TASK INSTRUCTIONS -> All entries, exactly as written, should be output again.

[Data records]
= Beginning of Section =

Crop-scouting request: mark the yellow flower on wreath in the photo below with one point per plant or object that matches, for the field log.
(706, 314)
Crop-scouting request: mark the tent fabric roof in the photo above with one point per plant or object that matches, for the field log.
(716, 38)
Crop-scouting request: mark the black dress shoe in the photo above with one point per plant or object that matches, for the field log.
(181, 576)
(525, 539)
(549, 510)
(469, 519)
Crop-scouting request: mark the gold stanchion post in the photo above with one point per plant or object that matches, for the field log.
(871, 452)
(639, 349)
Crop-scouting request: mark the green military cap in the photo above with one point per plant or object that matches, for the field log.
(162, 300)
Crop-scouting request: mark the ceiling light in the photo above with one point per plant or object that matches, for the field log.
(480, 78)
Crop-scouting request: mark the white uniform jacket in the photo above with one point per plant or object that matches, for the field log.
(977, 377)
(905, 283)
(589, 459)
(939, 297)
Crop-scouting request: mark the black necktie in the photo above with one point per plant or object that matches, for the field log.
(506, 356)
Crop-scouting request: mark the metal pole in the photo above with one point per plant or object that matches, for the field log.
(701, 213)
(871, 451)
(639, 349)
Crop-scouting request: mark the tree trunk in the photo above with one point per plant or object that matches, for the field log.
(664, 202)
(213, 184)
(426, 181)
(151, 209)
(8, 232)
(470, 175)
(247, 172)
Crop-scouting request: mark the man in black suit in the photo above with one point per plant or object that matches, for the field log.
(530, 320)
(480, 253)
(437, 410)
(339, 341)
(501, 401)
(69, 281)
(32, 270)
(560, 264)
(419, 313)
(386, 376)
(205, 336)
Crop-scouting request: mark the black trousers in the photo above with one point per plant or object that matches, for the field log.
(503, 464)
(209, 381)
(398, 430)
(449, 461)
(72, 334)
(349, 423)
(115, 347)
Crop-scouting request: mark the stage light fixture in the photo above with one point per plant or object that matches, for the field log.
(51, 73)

= End of Section =

RESPONSE AREA ->
Crop-scouting request: mark the yellow flower on wreath in the photo below with one point per plant or object that matches, for the field log.
(706, 314)
Crop-scouting request: mark the tent fabric roof in the photo above with one point per plant or object that matches, for the field log.
(716, 38)
Crop-scouting request: mark the black dress shoe in the photo above with one point per plant or object that matches, for the field log.
(181, 576)
(525, 539)
(549, 510)
(469, 519)
Crop-scouting request: mark the gold stanchion post in the photo above with one point per plant or object that matches, for the field log.
(871, 452)
(639, 349)
Crop-scouting request: mark the green military cap in the photo above with one point per plant or object that matches, for the field log.
(162, 300)
Crop-scouting request: mark the ceiling light in the photo above with one point per plant or object that matches, for the field log.
(480, 78)
Crop-scouting request: mark the white uniform jacket in the photo above with one point per plant or object that matches, for the field log.
(977, 377)
(905, 283)
(589, 459)
(939, 297)
Crop-scouting request: mark the black necktie in the photo above with one point per plant or object that matches, for the field log.
(506, 356)
Crop-scouting request: mark the metal pole in the photo above with one point per plant or object that matches, for the field log.
(701, 213)
(871, 451)
(639, 349)
Crop-scouting request: mark the tree trunk in the photo above with one point per plant or object that matches, for the field log.
(664, 202)
(213, 184)
(426, 181)
(151, 209)
(8, 232)
(470, 175)
(247, 172)
Crop-scouting request: mark the man in black suit in the photo above with one point per plant or object that matches, for the field log.
(530, 320)
(480, 253)
(437, 410)
(339, 341)
(501, 401)
(69, 281)
(32, 270)
(560, 264)
(419, 313)
(386, 376)
(205, 336)
Crop-scouting request: mark the black trousers in the photo above with one point per plant or object that matches, for the field log.
(503, 464)
(209, 381)
(398, 430)
(449, 461)
(72, 334)
(349, 423)
(115, 347)
Crop-scouting request: mark the stage light fixture in the photo above with one point per plant or object that matches, for the field log.
(51, 73)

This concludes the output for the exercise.